_Exercise brief_:
Reproduce each of the entries below verbatim, leaving out the pictures.

** Opening Exercise materials block **

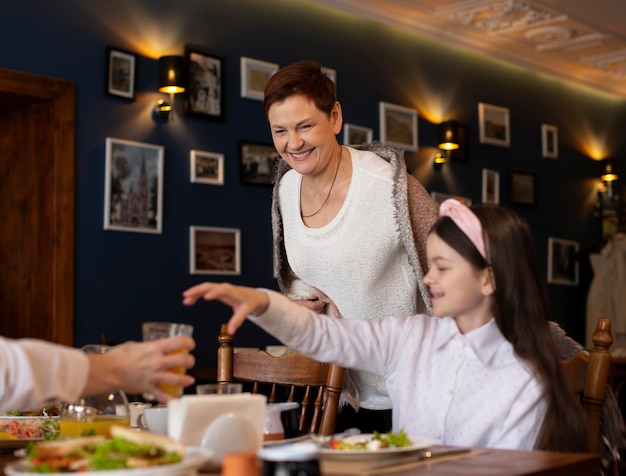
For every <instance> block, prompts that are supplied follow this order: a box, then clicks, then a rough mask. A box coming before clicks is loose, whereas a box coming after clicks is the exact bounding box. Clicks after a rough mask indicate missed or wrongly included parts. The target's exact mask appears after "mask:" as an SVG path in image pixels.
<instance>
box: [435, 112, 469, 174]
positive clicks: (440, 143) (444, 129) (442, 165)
mask: <svg viewBox="0 0 626 476" xmlns="http://www.w3.org/2000/svg"><path fill="white" fill-rule="evenodd" d="M462 127H463V126H462V125H461V124H459V123H458V122H456V121H446V122H442V123H441V124H439V140H438V142H437V147H439V149H441V150H442V151H445V154H444V155H442V154H441V153H438V154H437V155H435V159H434V162H433V167H434V168H435V169H436V170H441V167H442V166H443V164H445V163H446V162H448V160H450V151H452V150H457V149H459V148H460V146H461V128H462Z"/></svg>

** Closing Exercise materials block **

_Solution below_:
For every <instance> block, prompts that are supplied follow this order: a box, then clicks, then a rough mask. A box coming before clicks is loose, whereas a box coming after clicks is the exact bounding box. Clicks after a rough mask indicate missed or wrongly included parts. The target's exact mask appears after "mask:" as an SVG path in image pixels.
<instance>
box: [435, 112, 469, 174]
positive clicks: (440, 143) (444, 129) (442, 165)
mask: <svg viewBox="0 0 626 476" xmlns="http://www.w3.org/2000/svg"><path fill="white" fill-rule="evenodd" d="M462 127H463V126H462V125H461V124H459V123H458V122H456V121H446V122H442V123H441V124H439V140H438V142H437V147H439V149H441V150H442V151H445V154H444V155H442V154H441V153H438V154H437V155H435V159H434V162H433V167H434V168H435V169H436V170H441V167H442V166H443V164H445V163H446V162H448V160H450V151H452V150H457V149H459V148H460V146H461V128H462Z"/></svg>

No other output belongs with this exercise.